◆ VORLIEGENDER TEXT
Was macht die Identität eines Menschen aus?

Die Frage, was die Identität eines Menschen ausmacht, beschäftigt die Philosophie in der Fragestellung, welche Beziehung zwischen einer Person in der Vergangenheit und einer Person hier und heute bestehen muss, damit beide (noch) als identisch gelten. Was darf mit einer Person passieren, damit sie dieselbe Person bleibt? Zwei Beispiele zur Illustration:

Wenn Eltern am Bett ihres verunglückten Kindes stehen, das – wie die Ärzte mitteilen – nie mehr das Bewusstsein erlangen wird und ohne lebenserhaltende Geräte nicht zu leben vermag: Ist es immer noch ihr Kind (d.h. ein und dieselbe Person) oder liegt hier nur noch eine menschliche Hülle im Bett?

Ein auf frischer Tat ertappter Mörder erleidet einen Hirnschlag, dessen Folge eine totale Amnesie ist. Soll nun einer Person der Prozess gemacht werden, die ihre Vergangenheit nur noch aus den Erzählungen anderer kennt?


Das Verständnis von Identität in der Tradition von Leibnitz

Die bekannteste Definition von Identität geht auf Gottfried Wilhelm Leibnitz (1646 – 1716) zurück. Für Leibnitz waren zwei Dinge dann identisch, wenn – abgesehen von Zeit und Ort – sämtliche ihrer Eigenschaften miteinander übereinstimmen.

Von dieser Definition gehen die Nachfolger von Leibnitz aus: Liegt eine (hypothetische) Beziehung zwischen zwei Personen vor, so sind diese als ein und dieselbe anzusehen. Offen bleibt dabei allerdings, welcher Art diese Beziehung ist bzw. sein muss.

◆ AUFGABENSTELLUNG
Prüfen Sie für jede der Aussagen (a) bis (c), ob sie mit dem Text zur Identität des Menschen übereinstimmt, und belegen Sie Ihr Ja oder Nein mit den entscheidenden Worten des Textes im genauen Wortlaut.
(a) Leibnitz lebte von 1646 bis 1716.
(b) Nach Leibnitz müssen zwei identische Dinge auch in Zeit und Ort übereinstimmen.
(c) Die Nachfolger von Leibnitz legen fest, welcher Art die Beziehung zwischen zwei Personen sein muss.

◆ FOLGENDES MATERIAL
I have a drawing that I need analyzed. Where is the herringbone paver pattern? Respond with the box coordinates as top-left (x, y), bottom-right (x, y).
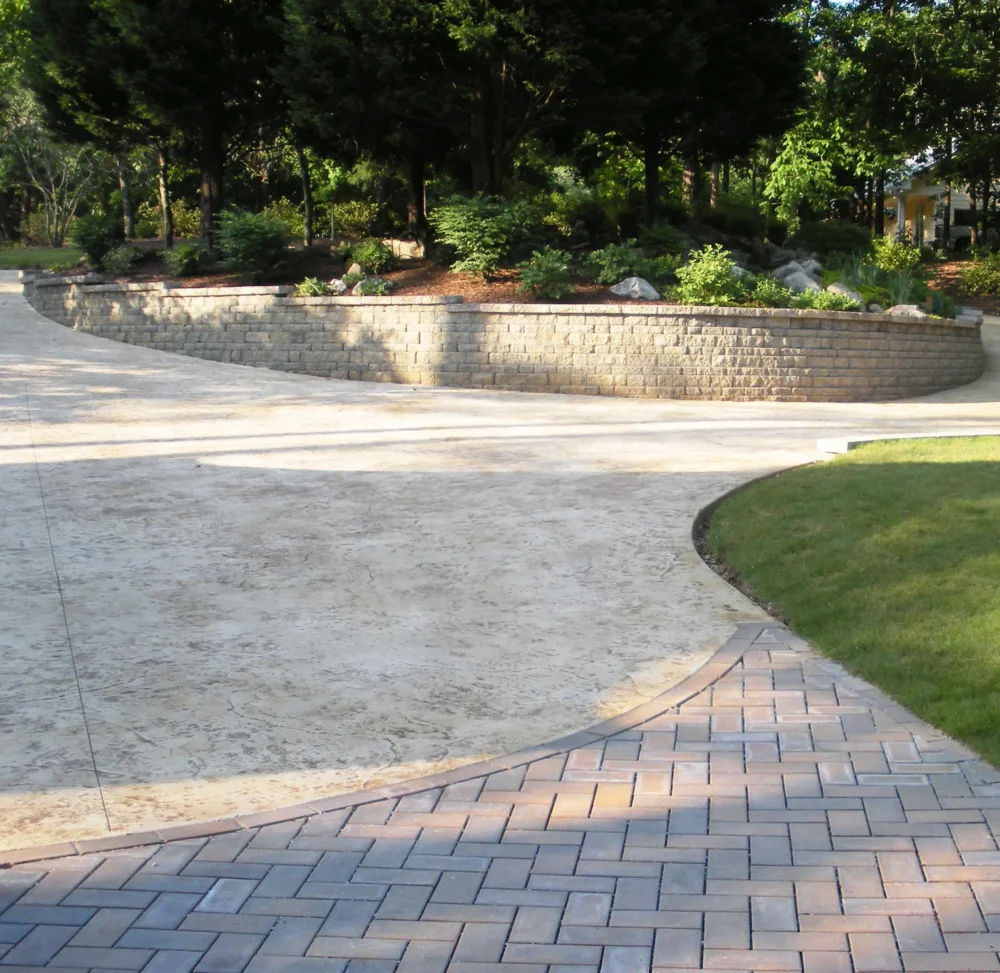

◆ LÖSUNG
(a) Ja: „Gottfried Wilhelm Leibnitz (1646 – 1716)“
(b) Nein: „abgesehen von Zeit und Ort“
(c) Nein: „Offen bleibt dabei allerdings, welcher Art diese Beziehung ist bzw. sein muss.“